_EXERCISE INPUTS:_
— start —

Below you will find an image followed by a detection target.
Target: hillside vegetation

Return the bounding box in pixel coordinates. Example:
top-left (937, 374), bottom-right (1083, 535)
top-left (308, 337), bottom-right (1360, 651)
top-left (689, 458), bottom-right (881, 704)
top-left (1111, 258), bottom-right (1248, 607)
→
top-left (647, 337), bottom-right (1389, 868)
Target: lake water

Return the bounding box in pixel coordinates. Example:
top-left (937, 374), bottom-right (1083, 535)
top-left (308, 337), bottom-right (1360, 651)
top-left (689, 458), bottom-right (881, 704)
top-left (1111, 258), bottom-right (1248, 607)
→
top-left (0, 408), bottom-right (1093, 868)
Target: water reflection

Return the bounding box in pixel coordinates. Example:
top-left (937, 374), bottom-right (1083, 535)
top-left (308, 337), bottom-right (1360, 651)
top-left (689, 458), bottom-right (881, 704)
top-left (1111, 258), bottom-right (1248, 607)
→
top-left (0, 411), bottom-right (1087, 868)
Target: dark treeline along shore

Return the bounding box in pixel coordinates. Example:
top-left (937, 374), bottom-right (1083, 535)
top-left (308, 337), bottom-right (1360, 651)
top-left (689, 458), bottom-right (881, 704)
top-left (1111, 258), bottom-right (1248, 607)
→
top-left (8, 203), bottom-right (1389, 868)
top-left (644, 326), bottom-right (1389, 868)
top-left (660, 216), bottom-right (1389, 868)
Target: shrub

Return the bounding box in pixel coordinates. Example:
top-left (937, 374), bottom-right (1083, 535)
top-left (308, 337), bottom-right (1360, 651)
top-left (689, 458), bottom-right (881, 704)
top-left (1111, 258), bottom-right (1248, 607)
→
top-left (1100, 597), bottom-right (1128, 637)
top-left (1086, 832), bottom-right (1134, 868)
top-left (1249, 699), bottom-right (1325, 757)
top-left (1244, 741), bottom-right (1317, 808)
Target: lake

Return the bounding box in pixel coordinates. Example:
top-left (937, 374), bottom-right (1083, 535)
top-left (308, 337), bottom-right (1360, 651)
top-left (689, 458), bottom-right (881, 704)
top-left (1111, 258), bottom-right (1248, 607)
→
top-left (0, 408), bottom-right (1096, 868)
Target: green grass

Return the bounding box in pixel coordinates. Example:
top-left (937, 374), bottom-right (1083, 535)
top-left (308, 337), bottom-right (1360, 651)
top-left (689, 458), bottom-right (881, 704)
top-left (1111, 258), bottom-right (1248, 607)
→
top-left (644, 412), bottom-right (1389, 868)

— end —

_WHAT IS BEING ASKED:_ Reproduce all of the lines above character for character, with no changes.

_SOLUTION FOR THIS TASK:_
Below you will find an image followed by a detection target.
Target: hillside vegetation

Return the bounding box in pixel coordinates. Example:
top-left (937, 374), bottom-right (1083, 535)
top-left (308, 337), bottom-right (1360, 651)
top-left (689, 458), bottom-right (881, 704)
top-left (1111, 258), bottom-right (1248, 607)
→
top-left (647, 337), bottom-right (1389, 868)
Target: lake water

Return the bounding box in pixel coordinates. Example:
top-left (937, 374), bottom-right (1083, 535)
top-left (308, 337), bottom-right (1360, 651)
top-left (689, 458), bottom-right (881, 704)
top-left (1111, 258), bottom-right (1248, 607)
→
top-left (0, 408), bottom-right (1093, 868)
Target: water reflection

Return the bounding box in pixel coordinates. Example:
top-left (937, 374), bottom-right (1083, 535)
top-left (308, 337), bottom-right (1360, 651)
top-left (689, 458), bottom-right (881, 704)
top-left (1111, 258), bottom-right (1248, 607)
→
top-left (0, 411), bottom-right (1087, 868)
Target: dark treeline along shore

Return the bounding box in pixel coordinates. Example:
top-left (937, 374), bottom-right (1083, 535)
top-left (308, 337), bottom-right (1360, 651)
top-left (689, 458), bottom-right (881, 704)
top-left (1111, 258), bottom-right (1248, 607)
→
top-left (8, 203), bottom-right (1389, 868)
top-left (644, 326), bottom-right (1389, 868)
top-left (660, 216), bottom-right (1389, 868)
Target: shrub

Return the bounding box in pixel coordinates. Example:
top-left (937, 374), bottom-right (1083, 535)
top-left (308, 337), bottom-right (1360, 651)
top-left (689, 458), bottom-right (881, 704)
top-left (1111, 258), bottom-right (1248, 607)
→
top-left (1100, 597), bottom-right (1128, 637)
top-left (1086, 832), bottom-right (1134, 868)
top-left (1249, 699), bottom-right (1325, 757)
top-left (1244, 741), bottom-right (1317, 808)
Target: lake

Return the bounding box in pixel coordinates. Example:
top-left (937, 374), bottom-right (1083, 535)
top-left (308, 337), bottom-right (1360, 651)
top-left (689, 458), bottom-right (881, 704)
top-left (1111, 258), bottom-right (1248, 607)
→
top-left (0, 408), bottom-right (1096, 868)
Target: green grass

Return the bounding box in pixel coordinates. Example:
top-left (937, 374), bottom-right (1083, 535)
top-left (308, 337), bottom-right (1360, 651)
top-left (689, 458), bottom-right (881, 704)
top-left (1111, 258), bottom-right (1248, 607)
→
top-left (644, 412), bottom-right (1389, 868)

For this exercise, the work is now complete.